◆ TASK
Can you retype only the lines from the one with "Would you mind spotting the jeans" through the final line of the material, exactly as given?

= = = = =

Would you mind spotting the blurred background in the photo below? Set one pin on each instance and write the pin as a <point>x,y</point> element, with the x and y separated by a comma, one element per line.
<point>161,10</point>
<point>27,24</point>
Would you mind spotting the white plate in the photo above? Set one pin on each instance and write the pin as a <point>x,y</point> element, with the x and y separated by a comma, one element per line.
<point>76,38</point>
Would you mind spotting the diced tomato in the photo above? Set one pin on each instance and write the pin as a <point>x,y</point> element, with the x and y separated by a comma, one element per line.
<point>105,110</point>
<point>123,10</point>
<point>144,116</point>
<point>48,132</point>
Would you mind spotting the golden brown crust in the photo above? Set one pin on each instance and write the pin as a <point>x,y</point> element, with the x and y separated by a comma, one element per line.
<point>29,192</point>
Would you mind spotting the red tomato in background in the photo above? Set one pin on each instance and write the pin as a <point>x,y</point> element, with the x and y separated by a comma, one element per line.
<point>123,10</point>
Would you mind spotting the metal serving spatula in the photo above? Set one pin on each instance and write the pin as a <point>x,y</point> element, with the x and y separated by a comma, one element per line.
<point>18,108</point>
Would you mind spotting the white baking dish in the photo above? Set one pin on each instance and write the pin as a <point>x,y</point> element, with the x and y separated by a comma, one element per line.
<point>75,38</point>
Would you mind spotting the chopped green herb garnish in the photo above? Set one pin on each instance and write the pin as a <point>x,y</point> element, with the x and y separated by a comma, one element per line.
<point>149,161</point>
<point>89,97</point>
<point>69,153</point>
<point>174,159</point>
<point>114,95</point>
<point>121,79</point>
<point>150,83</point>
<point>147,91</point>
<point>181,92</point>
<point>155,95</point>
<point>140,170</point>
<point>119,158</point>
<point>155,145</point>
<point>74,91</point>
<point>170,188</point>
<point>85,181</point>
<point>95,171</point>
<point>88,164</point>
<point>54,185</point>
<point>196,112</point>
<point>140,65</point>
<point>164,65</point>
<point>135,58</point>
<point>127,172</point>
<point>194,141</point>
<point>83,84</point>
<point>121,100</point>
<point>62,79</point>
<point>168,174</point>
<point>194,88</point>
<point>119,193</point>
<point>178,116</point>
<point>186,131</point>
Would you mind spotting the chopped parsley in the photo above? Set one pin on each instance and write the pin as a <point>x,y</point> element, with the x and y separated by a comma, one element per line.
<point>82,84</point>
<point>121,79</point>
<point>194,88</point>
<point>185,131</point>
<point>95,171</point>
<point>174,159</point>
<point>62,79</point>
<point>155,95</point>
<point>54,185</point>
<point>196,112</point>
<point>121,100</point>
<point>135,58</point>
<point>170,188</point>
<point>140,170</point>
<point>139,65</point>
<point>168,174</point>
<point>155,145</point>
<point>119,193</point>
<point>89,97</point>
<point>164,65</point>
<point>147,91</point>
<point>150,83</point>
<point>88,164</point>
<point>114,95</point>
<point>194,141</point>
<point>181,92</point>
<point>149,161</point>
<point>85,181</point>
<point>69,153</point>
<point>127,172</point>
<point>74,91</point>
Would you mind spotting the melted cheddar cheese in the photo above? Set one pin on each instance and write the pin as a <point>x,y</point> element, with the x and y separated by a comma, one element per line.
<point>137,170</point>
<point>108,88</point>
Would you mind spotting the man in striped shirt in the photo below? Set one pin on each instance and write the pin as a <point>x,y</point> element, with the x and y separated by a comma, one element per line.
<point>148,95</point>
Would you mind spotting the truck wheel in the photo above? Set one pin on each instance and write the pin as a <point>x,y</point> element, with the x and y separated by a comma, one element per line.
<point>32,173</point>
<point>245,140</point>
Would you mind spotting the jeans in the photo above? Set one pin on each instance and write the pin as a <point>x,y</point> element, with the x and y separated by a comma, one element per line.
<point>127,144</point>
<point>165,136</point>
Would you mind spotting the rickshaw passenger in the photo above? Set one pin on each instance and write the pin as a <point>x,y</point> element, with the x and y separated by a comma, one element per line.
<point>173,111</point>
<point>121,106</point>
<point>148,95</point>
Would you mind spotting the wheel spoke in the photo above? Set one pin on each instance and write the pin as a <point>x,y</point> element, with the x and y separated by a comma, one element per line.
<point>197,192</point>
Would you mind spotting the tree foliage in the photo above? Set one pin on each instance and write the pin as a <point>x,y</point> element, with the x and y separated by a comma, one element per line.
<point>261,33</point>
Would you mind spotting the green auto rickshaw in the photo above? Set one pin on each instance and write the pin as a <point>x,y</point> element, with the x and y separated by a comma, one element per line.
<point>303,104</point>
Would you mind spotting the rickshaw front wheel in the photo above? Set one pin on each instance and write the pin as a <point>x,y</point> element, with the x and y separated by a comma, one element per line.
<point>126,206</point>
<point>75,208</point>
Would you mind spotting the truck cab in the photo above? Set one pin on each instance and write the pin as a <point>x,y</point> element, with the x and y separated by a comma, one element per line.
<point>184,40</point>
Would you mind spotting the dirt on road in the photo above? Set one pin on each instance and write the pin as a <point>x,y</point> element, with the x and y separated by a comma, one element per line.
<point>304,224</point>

= = = = =

◆ TASK RESULT
Would you mind spotting the jeans in the photo above? Set one pin on each instance and write the pin as a <point>x,y</point> element, with the x and y separated by a comma, one element per line.
<point>127,144</point>
<point>165,136</point>
Would you mind spotting the rickshaw passenger in the photo above? Set one pin on each instance and write the pin as a <point>x,y</point> element, with the x and y separated by a comma, one element per line.
<point>173,111</point>
<point>121,106</point>
<point>148,95</point>
Would you mind spotting the wheel spoke in the photo above? Set one pin on each instance and write the pin as a <point>x,y</point> element, with the x and y separated by a comma, one element per line.
<point>197,192</point>
Would you mind spotting the tree foliage in the photo above? Set one pin on each instance and write the pin as a <point>x,y</point> element, with the x and y separated by a comma, one element per line.
<point>261,33</point>
Would you mind spotting the green auto rickshaw in the photo above? Set one pin on each instance and write the pin as a <point>x,y</point> element, with the x and y separated by a comma, one element per line.
<point>303,104</point>
Would you mind spotting the rickshaw front wheel in the photo above? Set one pin on each instance and write the pin as a <point>x,y</point> element, with the x and y separated by a comma, one element per line.
<point>126,206</point>
<point>75,208</point>
Would you mind spotting the truck cab in the photo above? Set one pin on each instance and write the pin as a <point>x,y</point> element, with the x and y separated by a comma, one element per line.
<point>184,40</point>
Would you mind spotting the dirt on road in the photo above? Set one pin on each instance and write the pin as a <point>x,y</point> element, with the x and y separated by a comma, one element per line.
<point>304,224</point>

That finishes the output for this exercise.